• Page excerpt:
At this year’s SXSW Festival, frog explored this question and others in a series of on-site “provocation rooms.” Each room focused on the power of provocation to stimulate thought.

Nothing lasts forever, especially in a rapidly changing business landscape. And when it comes to acting on creativity, timing is everything. In the ‘Room of Urgency,’ frog hosts invited guests to tap into AI to generate ideas fast.

The Room of Urgency was divided into two zones in order to explore the idea of ephemerality. This is how it worked:

 

  • Visitors in Zone 1 were given a common phrase as they entered.
  • They then had to enter prompts into Midjourney, an AI tool that can generate images. These images were then transmitted wirelessly to a video monitor in Zone 2.
  • Then, visitors in Zone 2 had to guess what the phrase was from the images created before a timer ran out.

This exercise was profound because it upended the norm, which is—or was—reliance on the designer as maker. Traditionally, design professionals were the ones who created imagery or a manifestation of an idea or concept. But with tools like Midjourney, now AI can quickly manifest ideas, signaling a new way of doing business with design.

Getting Down to Business With the Ephemeral

Phrases entered into Midjourney by one zone were unseen by the opposing zone. This meant that recipients of an image in either zone could only depend on interpretation gleaned from memory and personal knowledge to guess correctly. They also had to rely on an image that potentially deviated from the original idea, or from their own personal interpretation.

For example, if the prompt is the idiom “the grass is always greener on the other side,” AI might generate an image that’s a few steps removed from that. If someone were to enter a more specific prompt, such as “blades of grass with a fence down the middle—green on one side brown on the other,” the user might get something closer to what was intended. But the tool is going to interpret the prompt in its own way. Yet even with commonly used phrases, the team said it was sometimes challenging for people to enter prompts to create something that could be easily understood and communicated.

• Exercise aim:
Revise the SXSW passage, beginning at the words "The Room of" and stopping after "as they entered.", with "ephemerality" changed to "impermanence".

(Image-grounded pointing data)
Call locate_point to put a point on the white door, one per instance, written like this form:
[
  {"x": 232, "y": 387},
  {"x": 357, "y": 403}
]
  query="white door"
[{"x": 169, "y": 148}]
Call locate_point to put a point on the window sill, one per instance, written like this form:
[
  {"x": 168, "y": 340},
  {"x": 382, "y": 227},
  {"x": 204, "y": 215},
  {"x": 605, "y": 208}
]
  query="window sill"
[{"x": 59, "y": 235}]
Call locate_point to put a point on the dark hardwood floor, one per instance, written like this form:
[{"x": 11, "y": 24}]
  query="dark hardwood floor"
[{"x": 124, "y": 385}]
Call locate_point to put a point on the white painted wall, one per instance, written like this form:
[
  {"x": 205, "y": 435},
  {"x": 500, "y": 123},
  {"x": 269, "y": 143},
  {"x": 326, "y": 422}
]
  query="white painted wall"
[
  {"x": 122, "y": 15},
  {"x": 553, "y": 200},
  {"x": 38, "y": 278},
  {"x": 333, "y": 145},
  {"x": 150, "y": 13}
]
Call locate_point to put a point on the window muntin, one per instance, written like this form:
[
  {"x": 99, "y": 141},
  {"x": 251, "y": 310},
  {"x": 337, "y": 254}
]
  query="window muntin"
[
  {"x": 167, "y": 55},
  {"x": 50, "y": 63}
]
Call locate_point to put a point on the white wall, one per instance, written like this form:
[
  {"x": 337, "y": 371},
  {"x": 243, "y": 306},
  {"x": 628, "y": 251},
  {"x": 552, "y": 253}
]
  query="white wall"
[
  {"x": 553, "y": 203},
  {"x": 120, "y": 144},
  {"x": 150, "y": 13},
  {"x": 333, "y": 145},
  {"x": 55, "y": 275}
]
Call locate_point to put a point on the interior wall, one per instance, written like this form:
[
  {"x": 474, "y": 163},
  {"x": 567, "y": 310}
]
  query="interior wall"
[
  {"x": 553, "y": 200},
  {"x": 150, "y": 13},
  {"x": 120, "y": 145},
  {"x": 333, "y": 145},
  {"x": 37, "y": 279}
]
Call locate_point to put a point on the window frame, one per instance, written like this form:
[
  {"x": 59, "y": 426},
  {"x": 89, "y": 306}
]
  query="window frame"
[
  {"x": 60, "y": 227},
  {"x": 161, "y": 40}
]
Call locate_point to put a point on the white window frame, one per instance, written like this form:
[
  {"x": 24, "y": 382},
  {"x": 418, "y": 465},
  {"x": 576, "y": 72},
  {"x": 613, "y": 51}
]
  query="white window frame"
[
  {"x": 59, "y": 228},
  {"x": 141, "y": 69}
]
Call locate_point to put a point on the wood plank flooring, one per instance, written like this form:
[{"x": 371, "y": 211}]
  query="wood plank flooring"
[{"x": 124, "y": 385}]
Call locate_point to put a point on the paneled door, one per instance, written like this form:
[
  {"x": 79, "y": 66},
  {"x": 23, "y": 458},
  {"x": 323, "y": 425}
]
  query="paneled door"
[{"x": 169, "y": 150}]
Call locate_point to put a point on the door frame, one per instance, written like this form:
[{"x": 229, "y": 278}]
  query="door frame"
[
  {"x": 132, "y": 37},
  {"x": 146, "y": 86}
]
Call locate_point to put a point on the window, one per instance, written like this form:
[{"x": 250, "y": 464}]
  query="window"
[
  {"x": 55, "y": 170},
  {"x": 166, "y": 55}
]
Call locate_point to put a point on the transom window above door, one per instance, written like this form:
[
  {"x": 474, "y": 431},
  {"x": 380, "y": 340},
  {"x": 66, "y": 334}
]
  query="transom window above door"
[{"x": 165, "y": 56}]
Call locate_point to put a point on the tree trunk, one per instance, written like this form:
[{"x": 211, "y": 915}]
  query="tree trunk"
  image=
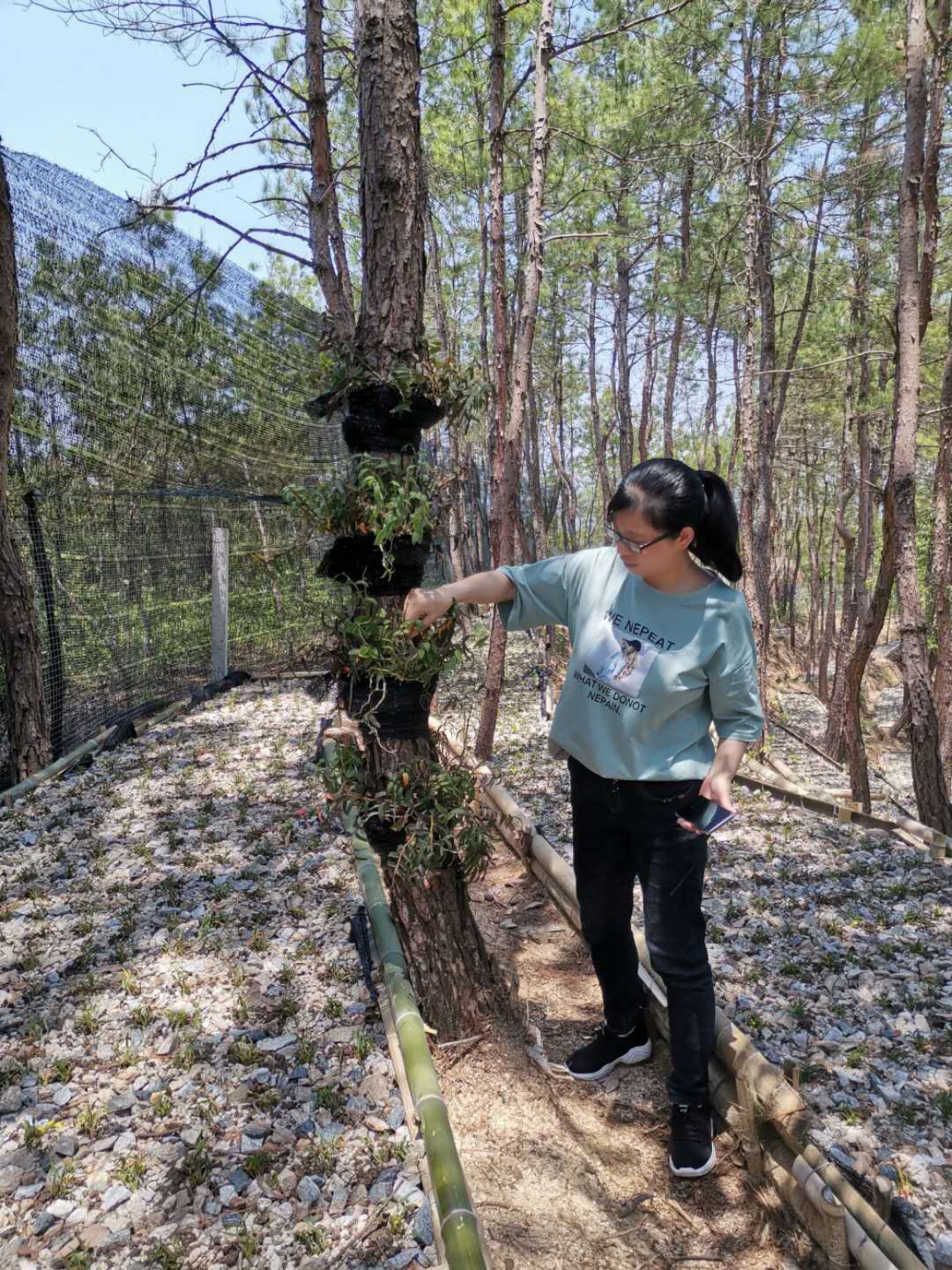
[
  {"x": 683, "y": 277},
  {"x": 750, "y": 433},
  {"x": 942, "y": 563},
  {"x": 450, "y": 970},
  {"x": 326, "y": 235},
  {"x": 19, "y": 640},
  {"x": 711, "y": 404},
  {"x": 928, "y": 776},
  {"x": 599, "y": 438},
  {"x": 648, "y": 381},
  {"x": 392, "y": 204},
  {"x": 522, "y": 366}
]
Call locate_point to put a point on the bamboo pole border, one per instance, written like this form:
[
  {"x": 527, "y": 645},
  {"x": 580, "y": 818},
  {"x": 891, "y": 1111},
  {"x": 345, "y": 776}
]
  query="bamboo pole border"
[
  {"x": 458, "y": 1223},
  {"x": 918, "y": 834},
  {"x": 777, "y": 1104}
]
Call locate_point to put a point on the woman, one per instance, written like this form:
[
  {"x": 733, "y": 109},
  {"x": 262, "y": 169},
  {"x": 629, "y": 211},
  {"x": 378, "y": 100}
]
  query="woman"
[{"x": 661, "y": 648}]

• Completed task:
The Room of Urgency was divided into two zones in order to explore the idea of impermanence. This is how it worked:

 

  • Visitors in Zone 1 were given a common phrase as they entered.